Instructions for the task: Update the lines from the one containing "3. Where in the image above is the orange" through the one containing "[19, 178, 135, 233]", replacing "dining table" with "kitchen table" and changing nothing else. Give back only those lines.
┄┄┄┄┄┄┄┄┄┄
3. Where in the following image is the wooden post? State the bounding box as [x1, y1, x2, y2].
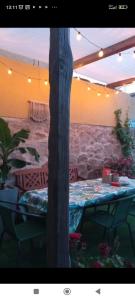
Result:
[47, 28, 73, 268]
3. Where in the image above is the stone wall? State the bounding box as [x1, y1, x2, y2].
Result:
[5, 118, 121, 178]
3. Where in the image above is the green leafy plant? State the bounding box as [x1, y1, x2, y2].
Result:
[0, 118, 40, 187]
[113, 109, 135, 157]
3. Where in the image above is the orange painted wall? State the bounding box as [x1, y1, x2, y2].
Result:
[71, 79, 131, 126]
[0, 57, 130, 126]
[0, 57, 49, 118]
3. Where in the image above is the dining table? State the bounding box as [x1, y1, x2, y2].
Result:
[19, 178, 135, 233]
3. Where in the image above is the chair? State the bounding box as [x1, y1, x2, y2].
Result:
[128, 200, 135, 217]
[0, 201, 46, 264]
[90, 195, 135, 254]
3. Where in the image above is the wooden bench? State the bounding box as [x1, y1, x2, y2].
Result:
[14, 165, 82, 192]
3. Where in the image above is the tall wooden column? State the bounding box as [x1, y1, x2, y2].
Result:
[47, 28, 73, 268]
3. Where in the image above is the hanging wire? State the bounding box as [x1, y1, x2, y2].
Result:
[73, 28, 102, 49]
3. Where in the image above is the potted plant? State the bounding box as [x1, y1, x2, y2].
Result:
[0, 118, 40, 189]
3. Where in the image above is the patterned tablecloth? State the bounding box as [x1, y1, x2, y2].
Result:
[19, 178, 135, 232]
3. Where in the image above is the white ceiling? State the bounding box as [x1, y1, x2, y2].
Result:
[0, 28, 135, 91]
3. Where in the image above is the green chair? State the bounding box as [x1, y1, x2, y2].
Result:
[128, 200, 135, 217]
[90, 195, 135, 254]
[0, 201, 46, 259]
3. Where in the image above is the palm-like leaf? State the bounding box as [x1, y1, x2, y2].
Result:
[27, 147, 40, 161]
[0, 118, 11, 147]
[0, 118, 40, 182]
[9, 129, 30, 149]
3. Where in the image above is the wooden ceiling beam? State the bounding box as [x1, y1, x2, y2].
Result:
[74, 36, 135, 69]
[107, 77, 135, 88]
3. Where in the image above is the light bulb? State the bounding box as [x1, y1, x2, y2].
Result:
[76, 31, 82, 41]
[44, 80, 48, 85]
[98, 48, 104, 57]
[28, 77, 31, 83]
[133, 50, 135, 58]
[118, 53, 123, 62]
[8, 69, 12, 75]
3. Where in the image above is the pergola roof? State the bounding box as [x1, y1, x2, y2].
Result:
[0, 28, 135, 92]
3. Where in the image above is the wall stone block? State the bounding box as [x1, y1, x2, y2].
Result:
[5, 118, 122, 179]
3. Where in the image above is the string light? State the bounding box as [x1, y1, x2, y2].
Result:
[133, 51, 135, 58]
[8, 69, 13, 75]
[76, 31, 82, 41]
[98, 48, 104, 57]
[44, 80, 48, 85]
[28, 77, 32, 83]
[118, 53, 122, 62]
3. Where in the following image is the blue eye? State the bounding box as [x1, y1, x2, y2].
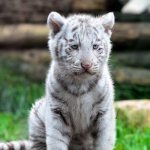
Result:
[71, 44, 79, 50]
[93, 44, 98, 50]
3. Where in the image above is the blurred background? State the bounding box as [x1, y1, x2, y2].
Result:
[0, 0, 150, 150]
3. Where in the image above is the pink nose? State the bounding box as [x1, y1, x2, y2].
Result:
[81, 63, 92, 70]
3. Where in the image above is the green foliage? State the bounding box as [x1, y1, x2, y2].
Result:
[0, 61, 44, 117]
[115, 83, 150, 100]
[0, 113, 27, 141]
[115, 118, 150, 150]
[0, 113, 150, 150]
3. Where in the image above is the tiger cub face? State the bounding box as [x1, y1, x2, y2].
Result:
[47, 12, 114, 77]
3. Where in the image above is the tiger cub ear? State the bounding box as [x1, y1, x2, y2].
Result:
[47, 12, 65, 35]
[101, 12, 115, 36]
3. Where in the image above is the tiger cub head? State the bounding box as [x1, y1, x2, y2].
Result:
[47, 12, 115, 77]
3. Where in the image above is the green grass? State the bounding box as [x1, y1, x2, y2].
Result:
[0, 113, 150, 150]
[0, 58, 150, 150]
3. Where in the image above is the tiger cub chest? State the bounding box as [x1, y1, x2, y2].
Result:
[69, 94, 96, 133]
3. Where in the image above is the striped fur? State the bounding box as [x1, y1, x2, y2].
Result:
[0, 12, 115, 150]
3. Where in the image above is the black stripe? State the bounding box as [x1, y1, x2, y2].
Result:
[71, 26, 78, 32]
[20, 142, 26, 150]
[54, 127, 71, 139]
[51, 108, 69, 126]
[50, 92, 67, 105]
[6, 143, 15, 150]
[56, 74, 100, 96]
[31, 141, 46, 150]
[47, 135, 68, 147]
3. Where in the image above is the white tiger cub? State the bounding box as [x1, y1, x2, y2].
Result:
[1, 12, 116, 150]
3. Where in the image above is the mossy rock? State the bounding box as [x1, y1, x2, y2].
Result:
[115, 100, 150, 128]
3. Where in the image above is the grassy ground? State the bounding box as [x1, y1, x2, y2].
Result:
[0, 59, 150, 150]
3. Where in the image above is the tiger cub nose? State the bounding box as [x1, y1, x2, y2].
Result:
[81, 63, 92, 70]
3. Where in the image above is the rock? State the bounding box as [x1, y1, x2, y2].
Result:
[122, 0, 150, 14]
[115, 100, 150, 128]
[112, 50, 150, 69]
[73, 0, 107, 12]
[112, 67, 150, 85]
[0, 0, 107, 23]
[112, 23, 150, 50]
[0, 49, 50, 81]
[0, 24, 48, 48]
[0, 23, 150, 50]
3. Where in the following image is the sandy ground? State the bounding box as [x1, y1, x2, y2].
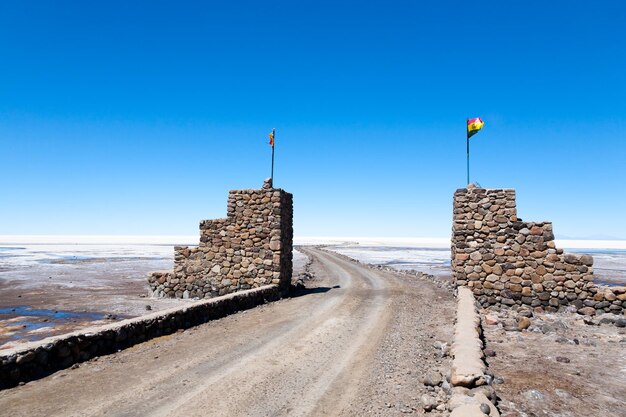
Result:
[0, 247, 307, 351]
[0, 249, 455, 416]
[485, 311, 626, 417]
┄┄┄┄┄┄┄┄┄┄
Solution to the exercise:
3. Where in the image above is the orange painted wall? State the bounding box as [x1, y1, x2, y2].
Result:
[71, 79, 131, 126]
[0, 57, 130, 126]
[0, 57, 49, 118]
3. Where in the image above is the kitchen table? State the bounding box as [x1, y1, x2, y2].
Result:
[19, 178, 135, 233]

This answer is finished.